- **EXERCISE TASK 1**:
Check whether each statement below agrees with the reader rants that follow. For each, answer yes or no and quote the exact words of the text that decide it.
(a) Le Skratch is described as a pool hall on the South Shore.
(b) The caller asking about the election says this is a first time voting.
(c) The caller asking about the 36C size gives an age of 21.
### SELECTED EXCERPT
Plus: Miss Cleo's credibility called into question!!
"edited" by AL SOUTH
sub-edited by ROGER ARGENT
M
This is just to let all the people in Montreal know that DJ Rock is not Canada's best club DJ as his CD says. I don't know what this fucker thinks he's doing by putting out a CD saying he's Canada's best DJ when he doesn't even fucking play at a club. He plays at Le Skratch, a pool hall on the South Shore. That guy can just suck my left nut if he thinks he's the best DJ. That's all. Peace.
[BLEEP!]
F
Yeah, here's my rant on music, okay? Today's mainstream artists are no-talent, non-cultured freaks of society who have taken advantage of the FREE WORLD by acting like slaves to corporations. Most of all the people on the radio and TV, with all the dough, have no values or solid convictions in society and this reflects in their music. When you have a performer like Jay-Z or Snoop who promotes the abuse of alcohol and drugs and treating women like ho's, it almost makes it okay to call a black man "nigger"--even if he is a doctor. These people have sold their own people out for the mighty buck. I believe in just having a great old time, but at whose expense? I, for one, do not support any performer who does not want to have change in society.
[BLEEP!]
M
Yeah, I'm just wondering where all these so-called psychics were prior to the attack on the World Trade Center--people like Miss Cleo. If these people are so good then why didn't they foresee this happening? I'm sure someone in New York or Washington or Pennsylvania must have gone to a psychic because there are so goddamned many of them. Why wasn't anybody warned that there was a tragedy coming? You know why? Because all these psychics are full of shit. Thank you.
[BLEEP!]
F
Why is 36C considered fake? I mean, if you really think about it, 36Cs aren't all that big--well, they're not as big as I would like them to be anyway. I'm 19 and I have 36Cs and, to me, they're not all that big. So why do people automatically assume that 36Cs are fake? Could somebody please explain this to me and tell me why 36C is a great size to have? Bye.
[BLEEP!]
M
This is in response to our Western brother who finds Montrealers to be a little too dirty for his liking. I find it odd that he's lived in four different places, has the nerve to stick around and throw his fucking BEEF in the face of us DIRTY-LIVING HIPSTERS. I think it has a little bit more to do with the fact that landlords don't clean before you move in. It has little to do with the people who neglected to clean behind the fridge before they moved to their next apartment. So why don't you get your skanky ass back to Hastings Street, back to your delusional fantasies that the rooms you're sitting in are clean and leave us Montreal hipsters to our own rants. Okay. Bye.
[BLEEP!]
M
Yeah, I've got some beef with the cleanliness freak from Saskatoon who's complaining about dirty fridges. She's gotta realize that it's on a level of relativity because, if you look at the small details, everything is dirty and there's dust all over the place. She needs to clean up her act before she cleans up her apartment.
[BLEEP!]
F
Yeah, so it's time to vote in this election and I'm wondering, does anybody know how we're supposed to find out anything about these candidates? I'm 20 years old, it's my first time voting and I really don't understand how I'm supposed to pick a CANDIDATE. Am I supposed to pick a face that I like on those posters? Could someone help me?
######
- **EXERCISE TASK 2**:
List every line of the entries below that contains the word "grassy".
### GIVEN INFORMATION
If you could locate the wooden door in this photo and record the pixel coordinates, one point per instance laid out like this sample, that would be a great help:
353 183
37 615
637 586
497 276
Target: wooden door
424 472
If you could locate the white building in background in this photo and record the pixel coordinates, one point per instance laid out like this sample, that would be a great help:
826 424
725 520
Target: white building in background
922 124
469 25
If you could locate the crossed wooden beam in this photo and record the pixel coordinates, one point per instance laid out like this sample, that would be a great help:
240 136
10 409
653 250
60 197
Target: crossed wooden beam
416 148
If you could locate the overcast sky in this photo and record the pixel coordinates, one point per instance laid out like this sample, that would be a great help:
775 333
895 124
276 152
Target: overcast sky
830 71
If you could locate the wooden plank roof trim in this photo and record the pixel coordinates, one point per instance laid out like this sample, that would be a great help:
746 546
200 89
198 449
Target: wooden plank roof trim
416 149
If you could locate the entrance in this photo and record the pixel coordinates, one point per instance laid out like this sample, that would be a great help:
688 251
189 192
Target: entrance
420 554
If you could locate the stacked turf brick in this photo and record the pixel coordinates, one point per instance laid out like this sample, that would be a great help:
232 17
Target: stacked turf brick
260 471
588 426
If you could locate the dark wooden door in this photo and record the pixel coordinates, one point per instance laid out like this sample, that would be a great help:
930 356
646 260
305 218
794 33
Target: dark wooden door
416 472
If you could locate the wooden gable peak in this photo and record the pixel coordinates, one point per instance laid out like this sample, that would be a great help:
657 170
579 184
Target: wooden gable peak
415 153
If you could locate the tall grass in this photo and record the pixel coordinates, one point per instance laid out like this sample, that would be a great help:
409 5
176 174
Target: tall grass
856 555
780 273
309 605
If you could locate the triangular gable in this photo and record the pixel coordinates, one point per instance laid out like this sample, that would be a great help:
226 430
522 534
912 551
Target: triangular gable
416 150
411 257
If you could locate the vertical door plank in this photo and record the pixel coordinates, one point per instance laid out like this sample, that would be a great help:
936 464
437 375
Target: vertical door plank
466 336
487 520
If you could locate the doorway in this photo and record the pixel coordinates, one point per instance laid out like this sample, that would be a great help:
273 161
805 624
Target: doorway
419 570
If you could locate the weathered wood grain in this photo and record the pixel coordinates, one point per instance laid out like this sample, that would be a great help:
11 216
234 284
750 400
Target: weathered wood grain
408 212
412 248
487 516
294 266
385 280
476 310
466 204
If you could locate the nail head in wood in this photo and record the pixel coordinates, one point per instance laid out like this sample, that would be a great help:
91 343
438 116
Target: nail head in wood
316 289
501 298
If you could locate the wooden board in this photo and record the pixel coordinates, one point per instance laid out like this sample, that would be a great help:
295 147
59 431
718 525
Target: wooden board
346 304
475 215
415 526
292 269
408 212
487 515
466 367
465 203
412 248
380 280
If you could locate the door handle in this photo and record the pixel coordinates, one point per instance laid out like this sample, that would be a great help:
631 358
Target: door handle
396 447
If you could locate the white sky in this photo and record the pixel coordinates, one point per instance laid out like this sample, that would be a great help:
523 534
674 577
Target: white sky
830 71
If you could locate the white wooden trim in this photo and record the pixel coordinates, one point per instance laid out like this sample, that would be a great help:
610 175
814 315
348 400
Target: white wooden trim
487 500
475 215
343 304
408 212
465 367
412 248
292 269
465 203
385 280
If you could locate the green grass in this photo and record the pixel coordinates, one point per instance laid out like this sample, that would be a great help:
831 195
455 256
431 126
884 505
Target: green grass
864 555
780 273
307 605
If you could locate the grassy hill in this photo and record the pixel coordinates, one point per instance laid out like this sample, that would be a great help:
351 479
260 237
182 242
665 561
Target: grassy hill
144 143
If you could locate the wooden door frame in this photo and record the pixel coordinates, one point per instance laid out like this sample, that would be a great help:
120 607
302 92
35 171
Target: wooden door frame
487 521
######
### GIVEN INFORMATION
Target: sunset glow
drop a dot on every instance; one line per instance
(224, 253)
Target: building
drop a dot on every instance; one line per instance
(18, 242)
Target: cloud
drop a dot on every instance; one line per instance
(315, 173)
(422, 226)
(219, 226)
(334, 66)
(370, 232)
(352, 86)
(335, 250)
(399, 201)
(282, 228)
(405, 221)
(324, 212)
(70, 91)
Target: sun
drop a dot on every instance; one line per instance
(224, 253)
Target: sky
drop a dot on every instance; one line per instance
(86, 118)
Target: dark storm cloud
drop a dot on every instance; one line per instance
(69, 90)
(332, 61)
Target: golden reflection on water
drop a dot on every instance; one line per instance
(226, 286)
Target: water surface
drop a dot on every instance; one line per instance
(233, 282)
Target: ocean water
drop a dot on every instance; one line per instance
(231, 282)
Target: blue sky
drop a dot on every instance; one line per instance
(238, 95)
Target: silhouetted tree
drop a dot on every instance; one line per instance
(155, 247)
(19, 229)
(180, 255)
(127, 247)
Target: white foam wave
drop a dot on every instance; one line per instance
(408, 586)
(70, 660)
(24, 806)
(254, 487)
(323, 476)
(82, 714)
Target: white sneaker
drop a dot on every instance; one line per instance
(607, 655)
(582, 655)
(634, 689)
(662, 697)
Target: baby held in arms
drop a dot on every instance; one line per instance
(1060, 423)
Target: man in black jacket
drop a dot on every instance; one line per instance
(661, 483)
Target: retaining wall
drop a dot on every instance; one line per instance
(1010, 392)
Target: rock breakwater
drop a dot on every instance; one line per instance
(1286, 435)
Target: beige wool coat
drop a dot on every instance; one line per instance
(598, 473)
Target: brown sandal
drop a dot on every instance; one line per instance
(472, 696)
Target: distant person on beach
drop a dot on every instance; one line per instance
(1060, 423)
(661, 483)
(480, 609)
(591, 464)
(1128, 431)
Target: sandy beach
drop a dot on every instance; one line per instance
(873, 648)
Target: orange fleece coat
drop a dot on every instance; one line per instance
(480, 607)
######
- **EXERCISE ANSWER 1**:
(a) Yes: "He plays at Le Skratch, a pool hall on the South Shore."
(b) Yes: "I'm 20 years old, it's my first time voting"
(c) No: "I'm 19 and I have 36Cs"

- **EXERCISE ANSWER 2**:
If you could locate the grassy hill in this photo and record the pixel coordinates, one point per instance laid out like this sample, that would be a great help:
Target: grassy hill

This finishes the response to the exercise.